* Test je begrip *
1/ Vat het besluit over de tulpenteelt samen in twee zinnen.
2/ Waartegen moet het middel Apollo volgens het besluit over de tulpenteelt de tulpen beschermen?
3/ Zet het besluit over de tulpenteelt voort, te beginnen na de laatste zin.

Besluit van de Staatssecretaris van Economische Zaken van 23 juli 2015, nr.15103942, houdende tijdelijke vrijstelling op grond van artikel 38 van de Wet gewasbeschermingsmiddelen en biociden ter bescherming van de teelt van tulp (Tijdelijke vrijstelling ter bescherming van de teelt van tulp 2015)

De Staatssecretaris van Economische Zaken,

Handelende in overeenstemming met de Staatssecretaris van Infrastructuur en Milieu;

Gelet op artikel 38 van de Wet gewasbeschermingsmiddelen en biociden en artikel 53 van de Verordening nr. (EG) 1107/2009 van het Europese Parlement en de Raad van 21 oktober 2009 betreffende het op de markt brengen van gewasbeschermingsmiddelen en tot intrekking van de Richtlijnen nr. 79/117/EEG en nr. 91/414/EEG van de Raad (PbEU 2009, L 309);

BESLUIT:

Artikel 1

Tijdelijke vrijstelling als bedoeld in artikel 38 van de Wet gewasbeschermingsmiddelen en biociden en artikel 53 van Verordening (EG) nr. 1107/2009 wordt verleend voor het gebruik van het gewasbeschermingsmiddel Apollo (8794N) ter bescherming van de teelt van tulpen tegen de tulpengalmijt.

Artikel 2

De vrijstelling is slechts van toepassing indien de gebruiksvoorschriften in de bijlage bij dit besluit worden nageleefd.

Artikel 3

Dit besluit treedt in werking met ingang van 1 augustus 2015 en vervalt op 31 oktober 2015.

Artikel 4

Dit besluit wordt aangehaald als: Tijdelijke vrijstelling voor het gewasbeschermingsmiddel Apollo ter bescherming van de teelt van tulp 2015.

Dit besluit zal met de toelichting in de Staatscourant worden geplaatst.

* Aangeleverde vermeldingen *
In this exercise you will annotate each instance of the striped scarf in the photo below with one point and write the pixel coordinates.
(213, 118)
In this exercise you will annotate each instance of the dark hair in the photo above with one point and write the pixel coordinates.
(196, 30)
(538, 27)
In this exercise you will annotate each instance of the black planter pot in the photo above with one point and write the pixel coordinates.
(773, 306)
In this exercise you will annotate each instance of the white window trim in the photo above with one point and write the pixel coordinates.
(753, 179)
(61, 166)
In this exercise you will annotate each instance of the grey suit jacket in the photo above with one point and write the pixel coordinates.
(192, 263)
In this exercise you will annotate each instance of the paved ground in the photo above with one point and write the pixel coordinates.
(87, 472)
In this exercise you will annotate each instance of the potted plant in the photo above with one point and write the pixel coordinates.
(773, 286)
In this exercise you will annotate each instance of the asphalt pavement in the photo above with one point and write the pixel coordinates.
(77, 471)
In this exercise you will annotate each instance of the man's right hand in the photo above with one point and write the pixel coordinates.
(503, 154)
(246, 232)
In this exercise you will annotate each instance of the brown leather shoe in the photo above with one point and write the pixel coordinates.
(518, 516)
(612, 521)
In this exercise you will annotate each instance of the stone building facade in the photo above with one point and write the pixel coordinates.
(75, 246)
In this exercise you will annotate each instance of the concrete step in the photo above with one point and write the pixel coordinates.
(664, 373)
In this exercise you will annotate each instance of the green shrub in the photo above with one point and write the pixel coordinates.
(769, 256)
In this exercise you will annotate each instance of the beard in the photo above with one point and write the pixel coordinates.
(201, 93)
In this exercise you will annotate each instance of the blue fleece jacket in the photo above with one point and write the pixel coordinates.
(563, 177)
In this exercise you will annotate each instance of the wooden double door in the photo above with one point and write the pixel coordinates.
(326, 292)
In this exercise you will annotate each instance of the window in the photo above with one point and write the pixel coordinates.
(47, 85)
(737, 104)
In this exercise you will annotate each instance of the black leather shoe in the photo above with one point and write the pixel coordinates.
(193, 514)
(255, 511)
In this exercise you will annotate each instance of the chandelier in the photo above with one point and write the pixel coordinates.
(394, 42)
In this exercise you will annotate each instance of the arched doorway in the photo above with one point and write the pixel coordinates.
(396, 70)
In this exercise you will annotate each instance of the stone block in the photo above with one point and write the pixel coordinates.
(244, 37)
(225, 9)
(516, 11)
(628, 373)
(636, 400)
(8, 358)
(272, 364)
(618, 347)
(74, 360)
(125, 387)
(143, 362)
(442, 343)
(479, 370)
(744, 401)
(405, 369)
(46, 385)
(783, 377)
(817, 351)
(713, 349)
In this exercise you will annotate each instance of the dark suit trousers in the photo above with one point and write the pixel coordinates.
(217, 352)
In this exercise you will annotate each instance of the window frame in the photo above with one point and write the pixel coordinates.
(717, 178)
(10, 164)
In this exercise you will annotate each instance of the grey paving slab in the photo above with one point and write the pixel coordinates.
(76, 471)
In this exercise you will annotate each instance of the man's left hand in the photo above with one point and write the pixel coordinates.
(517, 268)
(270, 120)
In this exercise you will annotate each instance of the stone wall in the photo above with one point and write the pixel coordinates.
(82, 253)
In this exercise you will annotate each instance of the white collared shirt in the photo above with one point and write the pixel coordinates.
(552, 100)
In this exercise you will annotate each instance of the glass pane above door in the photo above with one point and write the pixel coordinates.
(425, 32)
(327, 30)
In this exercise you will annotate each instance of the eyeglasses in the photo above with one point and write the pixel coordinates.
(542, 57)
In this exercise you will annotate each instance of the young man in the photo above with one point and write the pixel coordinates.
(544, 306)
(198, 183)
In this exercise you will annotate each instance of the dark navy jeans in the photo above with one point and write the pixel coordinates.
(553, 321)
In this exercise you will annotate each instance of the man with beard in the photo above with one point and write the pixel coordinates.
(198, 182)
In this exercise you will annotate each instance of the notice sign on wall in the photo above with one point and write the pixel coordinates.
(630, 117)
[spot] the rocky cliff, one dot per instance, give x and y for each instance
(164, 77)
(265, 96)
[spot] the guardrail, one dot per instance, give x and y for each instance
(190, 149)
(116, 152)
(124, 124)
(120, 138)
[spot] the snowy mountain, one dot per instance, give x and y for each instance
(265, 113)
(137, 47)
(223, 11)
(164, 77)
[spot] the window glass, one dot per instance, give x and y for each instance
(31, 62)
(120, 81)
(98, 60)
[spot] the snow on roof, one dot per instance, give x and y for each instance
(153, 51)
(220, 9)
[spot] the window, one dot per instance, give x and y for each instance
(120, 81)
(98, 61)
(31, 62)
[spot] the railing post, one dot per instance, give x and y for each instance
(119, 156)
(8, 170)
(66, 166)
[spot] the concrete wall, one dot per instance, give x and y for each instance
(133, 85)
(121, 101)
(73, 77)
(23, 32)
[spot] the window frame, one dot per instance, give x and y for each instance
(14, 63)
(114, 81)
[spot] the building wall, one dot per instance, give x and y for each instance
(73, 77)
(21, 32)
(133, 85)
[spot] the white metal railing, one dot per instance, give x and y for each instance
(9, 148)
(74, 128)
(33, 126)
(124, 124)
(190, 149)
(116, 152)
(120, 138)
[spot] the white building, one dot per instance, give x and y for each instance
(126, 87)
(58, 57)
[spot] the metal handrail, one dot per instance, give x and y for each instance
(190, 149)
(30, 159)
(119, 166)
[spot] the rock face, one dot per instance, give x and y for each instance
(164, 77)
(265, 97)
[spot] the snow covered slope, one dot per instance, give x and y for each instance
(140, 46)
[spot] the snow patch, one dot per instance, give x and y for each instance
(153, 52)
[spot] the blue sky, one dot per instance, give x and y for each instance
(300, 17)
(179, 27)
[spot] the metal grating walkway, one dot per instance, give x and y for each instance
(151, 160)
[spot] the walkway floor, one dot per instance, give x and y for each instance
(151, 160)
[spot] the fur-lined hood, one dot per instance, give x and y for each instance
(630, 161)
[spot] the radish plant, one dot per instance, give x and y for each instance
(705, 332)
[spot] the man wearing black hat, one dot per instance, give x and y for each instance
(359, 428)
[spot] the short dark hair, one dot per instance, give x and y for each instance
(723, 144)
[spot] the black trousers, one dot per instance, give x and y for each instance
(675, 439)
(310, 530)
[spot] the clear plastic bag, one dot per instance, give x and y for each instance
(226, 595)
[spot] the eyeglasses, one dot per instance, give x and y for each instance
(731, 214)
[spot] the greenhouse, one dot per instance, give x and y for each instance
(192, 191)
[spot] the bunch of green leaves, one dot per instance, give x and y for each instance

* Uitwerkingen *
1/ Het besluit verleent een tijdelijke vrijstelling voor het gebruik van het gewasbeschermingsmiddel Apollo (8794N) om de teelt van tulpen te beschermen tegen de tulpengalmijt, mits de gebruiksvoorschriften in de bijlage worden nageleefd. Het treedt in werking op 1 augustus 2015 en vervalt op 31 oktober 2015.

2/ Tegen de tulpengalmijt.

3/
De Staatssecretaris van Economische Zaken, namens deze: J.P. Hoogeveen Directeur-Generaal Agro en Natuur

Bezwaar

Als u het niet eens bent met deze beslissing, kunt u binnen zes weken na dagtekening van dit besluit digitaal of schriftelijk een bezwaarschrift indienen.

Een digitaal bezwaarschrift kunt u indienen via ‘mijn.rvo.nl’. Om in te loggen heeft u uw gebruikerscode en wachtwoord nodig, voor de ondertekening een TAN-code. Bij een digitaal bezwaarschrift stuurt u een kopie van dit besluit mee als pdf-bestand of u stuurt een kopie per post na.

Als u schriftelijk bezwaar wilt maken, stuurt u het ondertekende bezwaarschrift naar de Rijksdienst voor Ondernemend Nederland, afdeling Juridische Zaken, postbus 40219, 8004 DE Zwolle. Bij een schriftelijk bezwaar stuurt u een kopie van dit besluit mee met uw bezwaarschrift.

Op mijn.rvo.nl/bezwaar vindt u meer belangrijke informatie over het digitaal en schriftelijk indienen van een bezwaarschrift.

Meer informatie

Heeft u nog vragen over uw bezwaarschrift, kijk dan op onze website: mijn.rvo.nl. Of bel: 088 042 42 42 (lokaal tarief).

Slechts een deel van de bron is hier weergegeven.